## Given instruction
Could you reproduce the data below line for line, without changing a single character?

(Records taken from a data source)

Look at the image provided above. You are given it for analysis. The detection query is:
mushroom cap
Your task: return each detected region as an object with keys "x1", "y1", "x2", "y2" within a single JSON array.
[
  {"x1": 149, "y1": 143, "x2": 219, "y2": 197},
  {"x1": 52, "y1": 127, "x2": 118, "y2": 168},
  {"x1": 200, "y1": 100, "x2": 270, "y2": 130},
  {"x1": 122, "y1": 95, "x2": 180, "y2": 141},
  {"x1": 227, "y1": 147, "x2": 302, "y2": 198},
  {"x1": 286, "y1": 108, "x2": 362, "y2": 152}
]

## Exercise output
Look at the image provided above. You are given it for analysis. The detection query is:
mushroom cap
Your task: return each detected region as an object with keys "x1", "y1", "x2", "y2" within a single JSON array.
[
  {"x1": 149, "y1": 143, "x2": 219, "y2": 197},
  {"x1": 52, "y1": 127, "x2": 118, "y2": 168},
  {"x1": 200, "y1": 100, "x2": 270, "y2": 130},
  {"x1": 122, "y1": 95, "x2": 180, "y2": 141},
  {"x1": 227, "y1": 147, "x2": 302, "y2": 198},
  {"x1": 286, "y1": 108, "x2": 362, "y2": 152}
]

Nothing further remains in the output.